### [Set task]
Rewrite each line from the start of the entries through the line containing "50,132 -> 106,204", requests included, offsetting every coordinate in the answers by adding 143 to it. Reproduce those lines only.

[Rows of box annotation data]
**********

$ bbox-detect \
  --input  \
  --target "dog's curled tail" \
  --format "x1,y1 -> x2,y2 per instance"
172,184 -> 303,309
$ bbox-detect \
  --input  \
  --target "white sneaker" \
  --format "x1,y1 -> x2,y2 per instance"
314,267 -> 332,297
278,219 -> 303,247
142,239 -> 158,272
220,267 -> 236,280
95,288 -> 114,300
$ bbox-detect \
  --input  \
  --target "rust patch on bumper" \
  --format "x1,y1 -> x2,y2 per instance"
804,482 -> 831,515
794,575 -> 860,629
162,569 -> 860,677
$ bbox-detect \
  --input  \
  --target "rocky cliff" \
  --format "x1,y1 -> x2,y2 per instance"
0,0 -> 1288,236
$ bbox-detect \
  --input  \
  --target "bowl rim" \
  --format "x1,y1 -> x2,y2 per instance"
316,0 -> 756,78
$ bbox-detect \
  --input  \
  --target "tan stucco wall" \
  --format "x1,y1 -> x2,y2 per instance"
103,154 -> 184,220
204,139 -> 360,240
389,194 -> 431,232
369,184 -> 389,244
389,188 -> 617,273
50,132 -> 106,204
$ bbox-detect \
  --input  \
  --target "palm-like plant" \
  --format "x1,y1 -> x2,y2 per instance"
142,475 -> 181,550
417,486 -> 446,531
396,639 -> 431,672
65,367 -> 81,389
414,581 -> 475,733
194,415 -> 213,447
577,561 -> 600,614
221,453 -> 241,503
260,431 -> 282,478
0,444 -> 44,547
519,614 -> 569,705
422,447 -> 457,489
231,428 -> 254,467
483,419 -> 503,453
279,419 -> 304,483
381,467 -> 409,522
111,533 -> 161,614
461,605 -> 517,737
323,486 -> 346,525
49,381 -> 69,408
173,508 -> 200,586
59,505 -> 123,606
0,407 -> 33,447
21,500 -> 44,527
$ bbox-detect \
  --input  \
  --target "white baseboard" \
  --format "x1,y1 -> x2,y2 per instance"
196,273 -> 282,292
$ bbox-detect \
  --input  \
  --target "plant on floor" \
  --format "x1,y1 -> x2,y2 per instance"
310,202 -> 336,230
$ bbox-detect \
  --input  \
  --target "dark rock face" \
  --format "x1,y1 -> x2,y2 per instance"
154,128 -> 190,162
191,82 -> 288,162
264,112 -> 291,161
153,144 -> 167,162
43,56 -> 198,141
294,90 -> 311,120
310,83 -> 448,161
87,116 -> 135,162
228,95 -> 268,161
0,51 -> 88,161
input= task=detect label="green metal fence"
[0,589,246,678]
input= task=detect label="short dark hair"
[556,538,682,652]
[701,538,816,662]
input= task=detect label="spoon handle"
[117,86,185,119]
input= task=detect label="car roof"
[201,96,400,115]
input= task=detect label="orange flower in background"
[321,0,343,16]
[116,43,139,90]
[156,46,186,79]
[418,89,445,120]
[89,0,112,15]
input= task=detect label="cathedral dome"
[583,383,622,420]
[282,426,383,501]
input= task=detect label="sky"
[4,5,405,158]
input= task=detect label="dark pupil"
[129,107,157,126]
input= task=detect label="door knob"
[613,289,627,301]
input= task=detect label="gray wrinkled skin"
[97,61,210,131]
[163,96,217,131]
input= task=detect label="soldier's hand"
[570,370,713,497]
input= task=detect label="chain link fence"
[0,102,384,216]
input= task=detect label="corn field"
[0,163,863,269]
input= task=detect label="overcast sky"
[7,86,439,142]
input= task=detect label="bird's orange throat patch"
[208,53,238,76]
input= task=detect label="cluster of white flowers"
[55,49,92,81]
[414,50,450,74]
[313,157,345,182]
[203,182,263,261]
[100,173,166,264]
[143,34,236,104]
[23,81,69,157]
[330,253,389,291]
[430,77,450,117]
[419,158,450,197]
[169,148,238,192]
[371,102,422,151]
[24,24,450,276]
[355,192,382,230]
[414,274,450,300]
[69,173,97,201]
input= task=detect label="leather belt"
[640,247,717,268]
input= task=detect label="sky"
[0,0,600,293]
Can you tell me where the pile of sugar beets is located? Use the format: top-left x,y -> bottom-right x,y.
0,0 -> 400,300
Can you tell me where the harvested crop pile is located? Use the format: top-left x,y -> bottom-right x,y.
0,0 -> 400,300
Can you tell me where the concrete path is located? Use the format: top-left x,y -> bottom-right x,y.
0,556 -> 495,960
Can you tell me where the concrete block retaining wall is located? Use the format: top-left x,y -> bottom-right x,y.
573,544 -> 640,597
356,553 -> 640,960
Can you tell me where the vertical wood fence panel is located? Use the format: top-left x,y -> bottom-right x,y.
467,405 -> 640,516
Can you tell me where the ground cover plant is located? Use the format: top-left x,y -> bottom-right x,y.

**********

### [Full answer]
$ bbox-detect \
  --input  \
  --target "dog's curled tail" \
  --format "x1,y1 -> x2,y2 per instance"
315,327 -> 446,452
$ bbox-detect \
  --input  \
  --target "white sneaker" \
  --format "x1,y1 -> x2,y2 per instance"
457,410 -> 475,440
421,362 -> 446,390
285,382 -> 301,415
363,410 -> 379,423
238,431 -> 257,443
$ bbox-detect \
  --input  \
  --target "rust patch on bumper" \
  --format "x1,y1 -> x2,y2 per instance"
947,625 -> 974,658
937,718 -> 1003,772
305,712 -> 1003,820
$ bbox-detect \
  --input  \
  --target "rocky cliff" \
  --format "x1,y1 -> x2,y2 per instance"
143,143 -> 1431,379
$ bbox-detect \
  --input  \
  --target "bowl rim" \
  --format "x1,y1 -> x2,y2 per instance"
459,143 -> 899,221
$ bbox-detect \
  --input  \
  --target "tan stucco wall" \
  --format "x1,y1 -> x2,y2 per instance"
246,297 -> 327,363
347,282 -> 503,383
532,337 -> 574,375
512,327 -> 532,387
532,331 -> 760,416
193,275 -> 249,347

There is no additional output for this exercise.